_Text section_.
>>>>

Andrea Vaccà Berlinghieri (3 February 1772 – 6 September 1826) was an Italian surgeon born in Montefoscoli, a village in the municipality of Palaia. His older brother, Leopoldo Vaccà Berlinghieri (1768–1809), was a noted Tuscan military figure. His father, Francesco Vacca Berlinghieri (1732-1812), was also a noted physician and writer of medical texts in Tuscany.

In 1787 he travelled to Paris with his brother in order to study medicine. Here he was a pupil to surgeon Pierre-Joseph Desault (1744–1795) and obstetrician Jean-Louis Baudelocque (1745–1810). Two years later he visited London, being interested in the surgical work of John Hunter (1728–1793). Following his return to Italy, he received his degree in medicine and surgery at the University of Pisa.

In 1799 he revisited Paris, where he furthered his studies with Baudelocque, Philippe-Jean Pelletan (1747–1829), Alexis de Boyer (1757–1833), and Antoine Dubois (1756–1837). After his return to Pisa, he became a professor of surgery, an event that is considered to be the start of a new surgical tradition at Pisa. His reputation as a surgeon attracted patients from all over Europe to Pisa, including the Irish aristocrat Margaret King, who had to dress as a man to gain admission to the lectures.

Berlinghieri was a close friend of anatomist Paolo Mascagni (1752–1815).

Berlinghieri was the first surgeon in Italy to perform Hunter's procedure for aneurysms of the popliteal fossa.

== Selected written works ==
- Reflessioni sul trattato di chirurgia del Sig. Begnamino Bell. two volumes. Pisa, 1793) (Referring to Edinburgh surgeon Benjamin Bell (1749–1806).
- Traité des maladies vénériennes (Paris 1800). This text was later revised by Pierre-Philippe Alyon (1758–1816).

<<<<

_Task objective_.
Answer these questions from the Berlinghieri biography above:
1. In what year did he first travel to Paris to study medicine?
2. Which anatomist was he a close friend of?
3. Who later revised his "Traité des maladies vénériennes"?

_Extracted information_.
>>>>

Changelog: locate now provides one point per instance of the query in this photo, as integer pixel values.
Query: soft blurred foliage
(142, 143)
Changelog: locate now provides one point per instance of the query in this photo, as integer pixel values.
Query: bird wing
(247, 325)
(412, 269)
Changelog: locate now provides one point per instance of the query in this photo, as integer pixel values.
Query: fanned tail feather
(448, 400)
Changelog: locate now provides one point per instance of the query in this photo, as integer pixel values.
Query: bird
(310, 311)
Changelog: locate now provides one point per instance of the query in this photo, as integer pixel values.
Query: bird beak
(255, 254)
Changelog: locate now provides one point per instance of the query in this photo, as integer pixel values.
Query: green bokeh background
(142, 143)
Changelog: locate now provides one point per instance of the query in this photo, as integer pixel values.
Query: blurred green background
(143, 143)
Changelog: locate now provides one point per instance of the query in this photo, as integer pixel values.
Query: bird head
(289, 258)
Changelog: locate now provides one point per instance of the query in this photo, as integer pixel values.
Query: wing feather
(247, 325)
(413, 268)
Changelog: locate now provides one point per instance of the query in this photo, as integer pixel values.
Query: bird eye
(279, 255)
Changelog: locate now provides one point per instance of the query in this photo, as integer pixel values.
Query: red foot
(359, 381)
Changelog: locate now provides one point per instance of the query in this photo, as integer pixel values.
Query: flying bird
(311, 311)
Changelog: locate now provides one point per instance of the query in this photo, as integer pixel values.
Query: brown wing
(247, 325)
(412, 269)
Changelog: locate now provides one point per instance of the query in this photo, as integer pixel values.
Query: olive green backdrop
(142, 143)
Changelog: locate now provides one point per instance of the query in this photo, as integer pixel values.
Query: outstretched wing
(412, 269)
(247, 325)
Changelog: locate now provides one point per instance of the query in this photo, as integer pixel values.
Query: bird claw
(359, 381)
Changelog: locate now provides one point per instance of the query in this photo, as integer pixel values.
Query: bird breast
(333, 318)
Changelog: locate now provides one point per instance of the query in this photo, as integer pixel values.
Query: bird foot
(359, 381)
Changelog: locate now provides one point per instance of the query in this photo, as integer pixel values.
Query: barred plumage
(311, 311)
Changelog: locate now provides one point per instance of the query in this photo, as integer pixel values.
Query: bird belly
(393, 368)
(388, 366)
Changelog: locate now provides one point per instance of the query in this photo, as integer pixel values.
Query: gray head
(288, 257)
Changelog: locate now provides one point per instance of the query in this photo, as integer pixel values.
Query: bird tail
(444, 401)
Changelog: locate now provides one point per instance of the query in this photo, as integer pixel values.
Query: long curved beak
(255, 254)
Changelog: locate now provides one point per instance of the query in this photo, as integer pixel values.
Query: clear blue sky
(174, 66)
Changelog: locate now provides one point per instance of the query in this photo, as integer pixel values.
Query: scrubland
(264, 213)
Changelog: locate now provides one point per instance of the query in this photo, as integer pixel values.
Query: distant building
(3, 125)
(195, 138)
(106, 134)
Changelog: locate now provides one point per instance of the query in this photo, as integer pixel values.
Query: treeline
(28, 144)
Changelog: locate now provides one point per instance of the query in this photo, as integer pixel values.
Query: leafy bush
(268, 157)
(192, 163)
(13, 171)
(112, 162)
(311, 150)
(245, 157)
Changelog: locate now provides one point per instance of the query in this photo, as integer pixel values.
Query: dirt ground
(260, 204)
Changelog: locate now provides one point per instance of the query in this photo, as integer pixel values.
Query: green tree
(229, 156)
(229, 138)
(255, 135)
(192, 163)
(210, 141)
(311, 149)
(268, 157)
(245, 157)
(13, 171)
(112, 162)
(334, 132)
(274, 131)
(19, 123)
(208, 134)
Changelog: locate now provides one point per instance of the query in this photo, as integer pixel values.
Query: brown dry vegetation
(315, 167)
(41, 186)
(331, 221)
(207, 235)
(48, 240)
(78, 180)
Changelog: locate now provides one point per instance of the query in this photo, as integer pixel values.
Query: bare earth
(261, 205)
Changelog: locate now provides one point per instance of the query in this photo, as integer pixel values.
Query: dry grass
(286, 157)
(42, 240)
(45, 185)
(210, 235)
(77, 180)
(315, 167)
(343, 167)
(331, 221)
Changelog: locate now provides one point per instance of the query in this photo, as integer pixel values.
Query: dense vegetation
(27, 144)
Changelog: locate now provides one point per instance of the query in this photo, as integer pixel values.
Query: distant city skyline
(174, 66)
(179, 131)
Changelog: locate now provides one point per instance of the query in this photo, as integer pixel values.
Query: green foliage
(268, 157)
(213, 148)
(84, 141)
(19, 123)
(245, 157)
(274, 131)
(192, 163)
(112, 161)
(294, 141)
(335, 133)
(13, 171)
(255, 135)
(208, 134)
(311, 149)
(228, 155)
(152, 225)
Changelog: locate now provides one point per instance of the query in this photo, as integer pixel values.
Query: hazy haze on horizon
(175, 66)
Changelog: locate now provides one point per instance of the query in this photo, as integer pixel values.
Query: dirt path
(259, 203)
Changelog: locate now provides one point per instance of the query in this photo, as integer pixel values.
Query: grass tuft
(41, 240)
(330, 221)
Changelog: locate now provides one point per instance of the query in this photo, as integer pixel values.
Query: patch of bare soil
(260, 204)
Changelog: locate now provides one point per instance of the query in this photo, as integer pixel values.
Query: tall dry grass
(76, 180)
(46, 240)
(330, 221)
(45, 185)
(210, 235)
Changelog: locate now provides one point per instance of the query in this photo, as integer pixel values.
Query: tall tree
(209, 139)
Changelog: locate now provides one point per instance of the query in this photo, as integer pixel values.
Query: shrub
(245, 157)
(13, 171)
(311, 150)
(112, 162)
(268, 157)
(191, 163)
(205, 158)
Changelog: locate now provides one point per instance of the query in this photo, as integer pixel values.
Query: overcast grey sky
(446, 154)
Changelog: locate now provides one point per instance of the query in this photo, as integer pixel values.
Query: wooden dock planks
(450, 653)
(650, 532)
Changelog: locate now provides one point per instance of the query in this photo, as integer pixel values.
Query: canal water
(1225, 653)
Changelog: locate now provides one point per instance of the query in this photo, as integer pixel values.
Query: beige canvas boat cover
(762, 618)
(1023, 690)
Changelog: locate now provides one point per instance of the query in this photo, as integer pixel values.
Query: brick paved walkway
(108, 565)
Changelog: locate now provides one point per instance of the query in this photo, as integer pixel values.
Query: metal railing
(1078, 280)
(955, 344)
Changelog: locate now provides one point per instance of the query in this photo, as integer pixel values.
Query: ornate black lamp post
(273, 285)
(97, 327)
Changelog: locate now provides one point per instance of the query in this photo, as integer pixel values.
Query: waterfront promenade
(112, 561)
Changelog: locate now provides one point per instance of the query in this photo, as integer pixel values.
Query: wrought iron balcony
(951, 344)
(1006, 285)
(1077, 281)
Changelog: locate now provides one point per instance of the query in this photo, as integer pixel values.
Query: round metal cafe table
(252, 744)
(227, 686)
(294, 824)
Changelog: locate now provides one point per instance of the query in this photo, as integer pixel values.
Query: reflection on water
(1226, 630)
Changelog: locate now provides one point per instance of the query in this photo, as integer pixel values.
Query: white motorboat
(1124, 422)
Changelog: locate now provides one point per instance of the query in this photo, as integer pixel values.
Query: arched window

<<<<

_Task output_.
1. 1787
2. Paolo Mascagni
3. Pierre-Philippe Alyon